## Source material
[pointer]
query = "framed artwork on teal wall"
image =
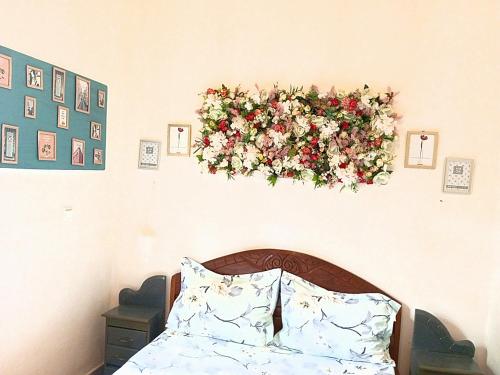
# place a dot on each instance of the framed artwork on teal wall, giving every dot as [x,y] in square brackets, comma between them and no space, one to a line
[50,117]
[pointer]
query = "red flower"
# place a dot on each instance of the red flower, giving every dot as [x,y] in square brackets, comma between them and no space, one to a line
[250,116]
[223,126]
[353,104]
[279,128]
[334,102]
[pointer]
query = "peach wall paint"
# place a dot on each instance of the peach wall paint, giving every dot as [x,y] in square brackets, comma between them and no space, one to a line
[430,250]
[57,228]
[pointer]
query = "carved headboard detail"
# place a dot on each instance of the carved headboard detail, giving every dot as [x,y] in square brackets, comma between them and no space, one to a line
[315,270]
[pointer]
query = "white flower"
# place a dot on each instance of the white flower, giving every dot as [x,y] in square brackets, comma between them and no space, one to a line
[239,123]
[209,154]
[218,141]
[204,166]
[259,140]
[381,178]
[307,174]
[265,170]
[236,163]
[277,165]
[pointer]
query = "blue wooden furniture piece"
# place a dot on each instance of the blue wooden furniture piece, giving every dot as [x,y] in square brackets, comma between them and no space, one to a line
[434,352]
[133,324]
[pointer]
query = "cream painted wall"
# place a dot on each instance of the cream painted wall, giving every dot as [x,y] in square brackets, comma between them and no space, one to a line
[56,269]
[428,249]
[431,250]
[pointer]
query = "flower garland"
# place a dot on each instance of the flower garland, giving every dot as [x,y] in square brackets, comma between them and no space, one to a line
[332,138]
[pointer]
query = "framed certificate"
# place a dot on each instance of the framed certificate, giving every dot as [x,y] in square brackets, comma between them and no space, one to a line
[458,175]
[149,154]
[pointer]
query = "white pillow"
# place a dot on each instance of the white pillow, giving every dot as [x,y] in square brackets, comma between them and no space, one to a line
[237,308]
[316,321]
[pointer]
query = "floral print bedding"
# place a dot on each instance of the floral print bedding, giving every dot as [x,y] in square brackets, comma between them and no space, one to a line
[174,353]
[228,307]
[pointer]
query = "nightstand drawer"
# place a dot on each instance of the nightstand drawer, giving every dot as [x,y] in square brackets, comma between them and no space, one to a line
[127,337]
[117,356]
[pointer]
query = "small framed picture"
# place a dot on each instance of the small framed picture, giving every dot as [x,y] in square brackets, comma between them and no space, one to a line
[149,154]
[98,156]
[47,143]
[458,175]
[179,140]
[101,98]
[58,85]
[29,107]
[34,77]
[10,142]
[62,117]
[77,152]
[421,149]
[5,71]
[95,130]
[82,92]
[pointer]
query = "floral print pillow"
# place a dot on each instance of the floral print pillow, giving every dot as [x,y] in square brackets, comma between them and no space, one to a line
[236,308]
[316,321]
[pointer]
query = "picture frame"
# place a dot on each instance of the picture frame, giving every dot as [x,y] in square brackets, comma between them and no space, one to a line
[95,130]
[457,176]
[34,77]
[421,149]
[77,152]
[98,156]
[82,95]
[10,144]
[47,145]
[62,117]
[179,140]
[101,98]
[30,107]
[58,85]
[149,154]
[5,71]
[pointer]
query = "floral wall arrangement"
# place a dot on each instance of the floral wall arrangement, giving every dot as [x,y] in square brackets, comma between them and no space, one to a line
[334,138]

## Instructions for the task
Repeat the preceding records precisely, and leave every picture out of the copy.

## Task solution
[pointer]
query = "framed artwork on teal wall"
image =
# place a dot on each instance of the framed artwork on teal wall, giving every dot as [x,y] in square brackets, comma between them and no space, one to a line
[50,117]
[pointer]
query = "red flower"
# place a dot on each instance of the red flower, giving every dot as [x,y] in square brackets, comma between them and no space, one to a line
[250,116]
[223,126]
[353,104]
[279,128]
[334,102]
[pointer]
query = "peach wall paint"
# place a dot on each instance of the peach wall paint, giving every dot as [x,y] in square brackets, comma between them and no space, one to a line
[430,250]
[57,228]
[pointer]
query = "carved headboard detail"
# place a dot on each instance of the carved headboard detail, giving every dot as [x,y] in square brackets, comma between them and no space, one to a line
[315,270]
[pointer]
query = "white flower"
# place a dot on each instance of the white flower, giving every dot as [x,y] in square brackets, comma between them and no space, one to a line
[239,123]
[209,154]
[218,141]
[204,166]
[259,140]
[381,178]
[307,174]
[265,170]
[236,163]
[277,165]
[pointer]
query = "blue wooden furniture piece"
# place a dot on each instance of the blue wooden furniture piece, giving every dot as [x,y] in square brackets, comma between them and no space, one to a line
[434,352]
[133,324]
[pointer]
query = "cream painted wall"
# place a dot on each instance of the cream painted wall, giving every dot as [x,y] in square brackets, comma between them and no space, one to a line
[56,269]
[428,249]
[431,250]
[pointer]
query = "flower garland"
# place a dot on each instance of the flower garland, giving every dot as [x,y] in square brackets, comma between them and no space, one to a line
[332,138]
[pointer]
query = "framed certificate"
# place a dot on each instance of the framed certificate, giving every dot as [x,y] in square brackets, comma between them and no space, one to a line
[458,175]
[149,154]
[pointer]
query = "white pillow"
# place a dot on each instance of the white pillow, giving every dot as [x,y] in square brackets, comma between them and no space, one to a line
[237,308]
[316,321]
[pointer]
query = "floral print bedding"
# place a dot on each instance of the floral print bedding, giving every dot as [x,y] in square brackets, comma between them and no space, one to a line
[174,353]
[228,307]
[pointer]
query = "nightstand drawer"
# place a dot on each instance of the nightstand drawer, giving every dot as [x,y] in square brackets, comma between them and no space, one to a line
[127,337]
[117,356]
[pointer]
query = "small framed picture"
# place a dot on each instance of the small framed picture, giving every dot as [x,y] in square brackets, comma between them and no space, one to a line
[149,154]
[98,156]
[47,143]
[458,175]
[179,140]
[101,98]
[58,85]
[29,107]
[34,77]
[10,142]
[62,117]
[77,152]
[421,149]
[5,71]
[95,130]
[82,92]
[pointer]
query = "floral print pillow"
# place a dot on each instance of the floral print pillow, giving every dot as [x,y] in square brackets, comma between them and no space, one to a line
[236,308]
[316,321]
[pointer]
query = "picture frame"
# place a dot on each instance of the picture frame, giving every dot as [x,y] in square brackets, comma between them and no space, one to a line
[95,130]
[457,176]
[34,77]
[421,149]
[77,152]
[98,156]
[82,95]
[10,144]
[47,145]
[62,117]
[179,140]
[101,98]
[30,107]
[58,85]
[149,154]
[5,71]
[pointer]
query = "floral wall arrangement"
# place a dot on each instance of the floral wall arrangement, giving every dot as [x,y] in square brackets, comma between them and no space, one to a line
[334,138]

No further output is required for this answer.